• Tugas yang Dikerjakan
1. Tirukan persis bagian teks tentang kritik hadis al-Albani, mulai dari "Persoalannya memang sebelumnya" sampai dengan "dalam kitab-kitab hadis.".
2. Ringkas teks tentang kritik hadis al-Albani dalam dua kalimat.

Apa yang istimewa dari metode kritik hadis al-Albani sehingga membuahkan
kesimpulan yang berbeda?
Dalam
telaahnya, Kamaruddin Amin menemukan bahwa sebenarnya tidak ada yang asing
dalam metode kritik hadis al-Albani. Al-Albani hanya berusaha secara konsisten
menerapkan metode kritik hadis yang dikenal dalam tradisi Islam klasik.
Persoalannya memang sebelumnya para ulama tidak pernah menggunakan metode itu
untuk memeriksa ulang koleksi-koleksi yang terdapat dalam kitab-kitab hadis.
Dengan menggunakan kaidah-kaidah tradisional, al-Albani mendapati bahwa
terdapat rawi yang diperselisihkan oleh para kritikus. Berdasarkan kaidah
kontradiksi kritik, idza ta’aradha baina al-jarh wa ta’dil quddima al-jarh
al-mufassar (ketika bertentangan antara yang men-jarh dan men-ta’dil,
didahulukan yang men-jarh yang disertai penjelasan), rawi semacam itu
harus diputuskan sebagai rawi yang lemah (daif) yang berimplikasi pada kedaifan
hadis yang diriwayatkannya.

• Petikan Data
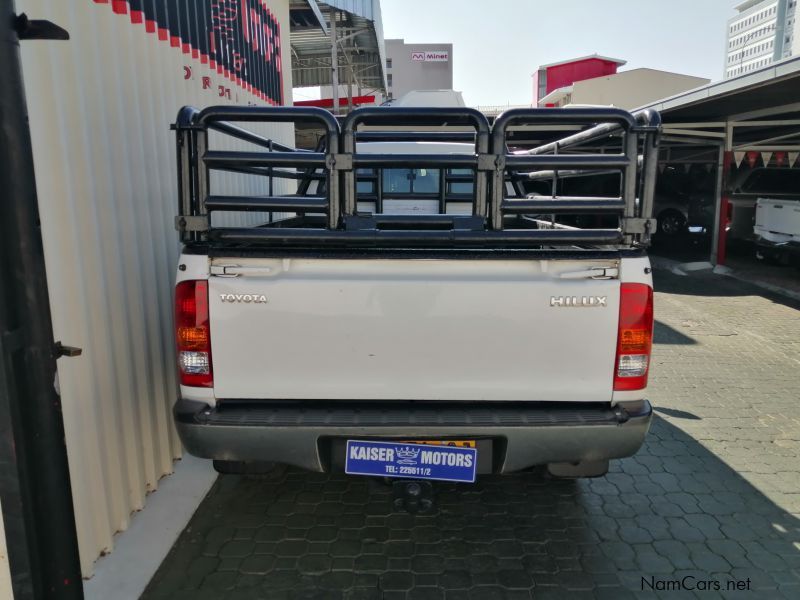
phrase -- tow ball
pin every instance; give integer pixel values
(413, 496)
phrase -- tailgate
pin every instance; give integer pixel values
(413, 329)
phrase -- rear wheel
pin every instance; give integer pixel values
(586, 468)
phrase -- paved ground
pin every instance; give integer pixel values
(713, 495)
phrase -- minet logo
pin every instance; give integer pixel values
(578, 301)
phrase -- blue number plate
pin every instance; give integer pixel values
(416, 461)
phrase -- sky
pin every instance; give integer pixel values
(498, 44)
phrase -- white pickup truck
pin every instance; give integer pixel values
(414, 314)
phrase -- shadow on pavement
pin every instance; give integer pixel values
(674, 512)
(664, 334)
(708, 284)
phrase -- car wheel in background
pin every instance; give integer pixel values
(671, 224)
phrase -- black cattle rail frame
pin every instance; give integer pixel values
(499, 220)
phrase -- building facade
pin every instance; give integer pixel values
(412, 67)
(566, 72)
(100, 110)
(762, 32)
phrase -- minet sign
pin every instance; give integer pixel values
(430, 56)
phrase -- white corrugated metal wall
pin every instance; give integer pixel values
(100, 107)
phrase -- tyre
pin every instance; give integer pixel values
(671, 224)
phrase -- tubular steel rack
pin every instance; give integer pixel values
(498, 220)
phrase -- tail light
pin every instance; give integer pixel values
(193, 333)
(635, 336)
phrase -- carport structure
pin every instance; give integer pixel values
(752, 119)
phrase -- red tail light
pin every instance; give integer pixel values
(635, 336)
(193, 333)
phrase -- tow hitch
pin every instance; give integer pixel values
(413, 496)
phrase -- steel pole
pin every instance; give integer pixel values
(34, 474)
(334, 63)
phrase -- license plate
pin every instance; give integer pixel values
(410, 460)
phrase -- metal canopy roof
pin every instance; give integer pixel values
(772, 91)
(359, 32)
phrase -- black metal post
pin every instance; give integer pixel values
(34, 475)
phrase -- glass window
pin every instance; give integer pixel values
(365, 186)
(410, 181)
(772, 181)
(396, 181)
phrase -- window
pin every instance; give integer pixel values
(365, 186)
(410, 181)
(463, 186)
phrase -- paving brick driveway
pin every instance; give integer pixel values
(714, 494)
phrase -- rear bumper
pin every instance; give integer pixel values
(523, 434)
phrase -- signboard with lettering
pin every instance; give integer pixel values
(430, 56)
(240, 39)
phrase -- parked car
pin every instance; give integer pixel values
(748, 185)
(684, 200)
(777, 230)
(410, 317)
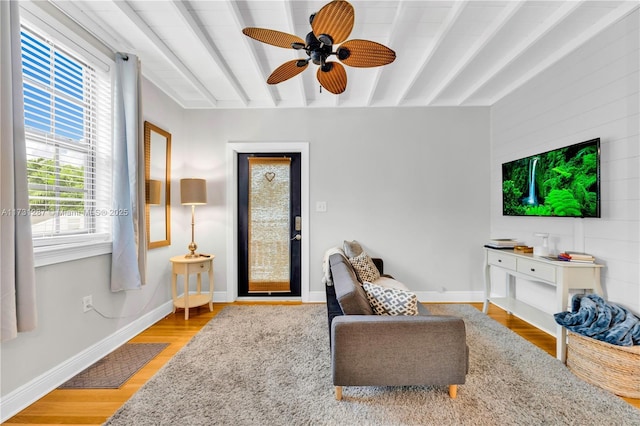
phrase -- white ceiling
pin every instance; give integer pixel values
(449, 53)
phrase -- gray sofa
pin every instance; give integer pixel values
(379, 350)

• Jawaban Lengkap
1.
Persoalannya memang sebelumnya para ulama tidak pernah menggunakan metode itu
untuk memeriksa ulang koleksi-koleksi yang terdapat dalam kitab-kitab hadis.

2. Menurut telaah Kamaruddin Amin, metode kritik hadis al-Albani tidak asing karena ia hanya berusaha secara konsisten menerapkan metode yang dikenal dalam tradisi Islam klasik, yang sebelumnya tidak pernah dipakai para ulama untuk memeriksa ulang koleksi dalam kitab-kitab hadis. Berdasarkan kaidah bahwa jarh yang disertai penjelasan didahulukan atas ta'dil, rawi yang diperselisihkan para kritikus harus diputuskan sebagai rawi daif, sehingga hadis yang diriwayatkannya pun daif.